Given request
Which lines in the items below contain the string "stone"? Pick out each one and copy it.

Data provided
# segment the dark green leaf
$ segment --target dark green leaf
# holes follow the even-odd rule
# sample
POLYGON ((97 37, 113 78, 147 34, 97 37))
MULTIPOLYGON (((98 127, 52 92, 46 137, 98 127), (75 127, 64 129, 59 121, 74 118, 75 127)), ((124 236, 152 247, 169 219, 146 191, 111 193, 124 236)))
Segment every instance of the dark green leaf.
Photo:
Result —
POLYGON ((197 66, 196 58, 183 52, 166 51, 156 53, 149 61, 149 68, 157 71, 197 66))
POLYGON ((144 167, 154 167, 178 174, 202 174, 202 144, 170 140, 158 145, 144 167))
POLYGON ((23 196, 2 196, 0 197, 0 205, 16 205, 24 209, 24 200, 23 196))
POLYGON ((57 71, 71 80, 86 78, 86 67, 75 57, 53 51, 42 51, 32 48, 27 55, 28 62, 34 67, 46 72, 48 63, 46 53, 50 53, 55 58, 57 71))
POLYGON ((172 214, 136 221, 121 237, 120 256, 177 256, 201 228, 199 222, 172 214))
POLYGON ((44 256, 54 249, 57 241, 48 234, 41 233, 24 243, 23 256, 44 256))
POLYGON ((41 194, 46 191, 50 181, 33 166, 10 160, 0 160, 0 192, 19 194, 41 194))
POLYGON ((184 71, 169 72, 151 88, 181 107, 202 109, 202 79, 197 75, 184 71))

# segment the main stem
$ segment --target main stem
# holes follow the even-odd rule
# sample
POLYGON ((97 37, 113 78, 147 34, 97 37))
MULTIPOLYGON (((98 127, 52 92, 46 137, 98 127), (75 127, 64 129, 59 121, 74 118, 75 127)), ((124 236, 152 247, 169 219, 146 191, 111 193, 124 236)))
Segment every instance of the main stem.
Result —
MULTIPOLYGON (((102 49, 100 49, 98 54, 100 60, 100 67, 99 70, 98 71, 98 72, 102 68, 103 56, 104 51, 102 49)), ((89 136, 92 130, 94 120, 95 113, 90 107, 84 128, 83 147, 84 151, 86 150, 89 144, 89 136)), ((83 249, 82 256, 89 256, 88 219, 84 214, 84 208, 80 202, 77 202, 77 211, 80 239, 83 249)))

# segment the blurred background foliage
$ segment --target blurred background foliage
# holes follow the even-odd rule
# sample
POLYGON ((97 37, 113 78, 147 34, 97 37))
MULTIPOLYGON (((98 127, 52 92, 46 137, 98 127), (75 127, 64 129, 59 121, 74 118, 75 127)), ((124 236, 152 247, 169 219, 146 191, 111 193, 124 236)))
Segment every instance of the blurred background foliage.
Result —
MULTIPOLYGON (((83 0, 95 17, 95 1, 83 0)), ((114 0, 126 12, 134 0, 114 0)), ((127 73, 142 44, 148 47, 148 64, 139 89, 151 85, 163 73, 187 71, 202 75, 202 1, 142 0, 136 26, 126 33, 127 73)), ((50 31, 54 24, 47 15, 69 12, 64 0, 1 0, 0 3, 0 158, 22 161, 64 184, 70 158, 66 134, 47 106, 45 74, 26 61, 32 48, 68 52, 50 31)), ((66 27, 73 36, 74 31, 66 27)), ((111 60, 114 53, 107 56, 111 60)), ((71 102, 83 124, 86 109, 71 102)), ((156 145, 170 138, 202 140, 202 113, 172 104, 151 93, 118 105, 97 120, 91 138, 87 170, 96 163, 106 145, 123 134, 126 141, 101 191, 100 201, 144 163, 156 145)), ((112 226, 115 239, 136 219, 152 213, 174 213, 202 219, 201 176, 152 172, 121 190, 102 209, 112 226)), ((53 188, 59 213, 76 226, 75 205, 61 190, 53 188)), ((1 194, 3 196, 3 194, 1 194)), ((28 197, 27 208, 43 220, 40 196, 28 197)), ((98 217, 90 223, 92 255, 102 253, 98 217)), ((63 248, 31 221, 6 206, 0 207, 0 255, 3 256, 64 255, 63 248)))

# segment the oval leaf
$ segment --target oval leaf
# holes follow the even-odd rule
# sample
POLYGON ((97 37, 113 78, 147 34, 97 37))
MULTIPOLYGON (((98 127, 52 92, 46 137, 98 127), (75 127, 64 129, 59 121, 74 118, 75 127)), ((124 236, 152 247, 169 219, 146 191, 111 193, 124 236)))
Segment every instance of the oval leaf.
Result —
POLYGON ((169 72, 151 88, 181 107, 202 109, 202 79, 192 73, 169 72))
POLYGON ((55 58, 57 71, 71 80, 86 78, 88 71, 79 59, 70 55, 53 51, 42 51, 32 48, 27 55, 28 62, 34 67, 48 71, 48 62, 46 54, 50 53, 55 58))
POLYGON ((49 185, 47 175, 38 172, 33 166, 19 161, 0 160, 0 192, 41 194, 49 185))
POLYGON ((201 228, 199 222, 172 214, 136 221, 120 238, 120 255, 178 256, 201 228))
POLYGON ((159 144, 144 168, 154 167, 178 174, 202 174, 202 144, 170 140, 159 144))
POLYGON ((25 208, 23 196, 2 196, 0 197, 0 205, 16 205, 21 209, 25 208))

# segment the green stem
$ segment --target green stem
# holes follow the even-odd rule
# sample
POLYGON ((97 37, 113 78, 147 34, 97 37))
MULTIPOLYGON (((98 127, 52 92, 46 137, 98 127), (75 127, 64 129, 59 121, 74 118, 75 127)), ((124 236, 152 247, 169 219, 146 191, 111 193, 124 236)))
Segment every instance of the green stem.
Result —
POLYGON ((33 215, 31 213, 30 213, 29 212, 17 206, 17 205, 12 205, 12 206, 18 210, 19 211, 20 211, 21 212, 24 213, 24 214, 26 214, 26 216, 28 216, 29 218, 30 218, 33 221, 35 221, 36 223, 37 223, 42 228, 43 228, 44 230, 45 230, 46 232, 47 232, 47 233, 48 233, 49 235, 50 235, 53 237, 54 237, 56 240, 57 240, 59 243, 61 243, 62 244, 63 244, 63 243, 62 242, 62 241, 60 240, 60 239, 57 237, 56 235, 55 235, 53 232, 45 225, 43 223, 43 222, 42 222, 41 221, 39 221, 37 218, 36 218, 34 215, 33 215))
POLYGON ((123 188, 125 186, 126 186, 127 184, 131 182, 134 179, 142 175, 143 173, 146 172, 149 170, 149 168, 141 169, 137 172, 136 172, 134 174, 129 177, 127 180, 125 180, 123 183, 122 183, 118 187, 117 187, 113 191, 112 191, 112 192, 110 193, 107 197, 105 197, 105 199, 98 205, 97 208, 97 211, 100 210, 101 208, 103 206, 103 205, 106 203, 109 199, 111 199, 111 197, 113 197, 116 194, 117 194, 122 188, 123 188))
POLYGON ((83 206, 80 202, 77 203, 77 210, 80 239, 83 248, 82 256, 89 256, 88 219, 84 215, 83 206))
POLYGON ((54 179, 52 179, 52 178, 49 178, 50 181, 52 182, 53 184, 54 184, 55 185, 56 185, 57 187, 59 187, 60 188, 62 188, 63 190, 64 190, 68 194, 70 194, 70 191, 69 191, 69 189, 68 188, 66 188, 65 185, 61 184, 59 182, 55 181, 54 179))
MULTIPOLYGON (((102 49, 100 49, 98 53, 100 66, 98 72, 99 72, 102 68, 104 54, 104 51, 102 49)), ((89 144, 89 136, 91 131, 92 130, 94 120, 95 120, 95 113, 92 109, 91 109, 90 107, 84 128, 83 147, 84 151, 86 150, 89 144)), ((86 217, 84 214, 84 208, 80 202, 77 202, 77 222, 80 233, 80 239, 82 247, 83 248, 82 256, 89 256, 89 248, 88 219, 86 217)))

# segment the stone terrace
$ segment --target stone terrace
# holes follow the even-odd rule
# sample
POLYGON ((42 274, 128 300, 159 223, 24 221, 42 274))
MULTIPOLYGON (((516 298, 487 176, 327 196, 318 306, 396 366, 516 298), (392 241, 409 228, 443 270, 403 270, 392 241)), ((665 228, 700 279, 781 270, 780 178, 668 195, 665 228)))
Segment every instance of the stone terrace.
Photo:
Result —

Exercise solution
# segment the stone terrace
$ segment --target stone terrace
Segment every instance of the stone terrace.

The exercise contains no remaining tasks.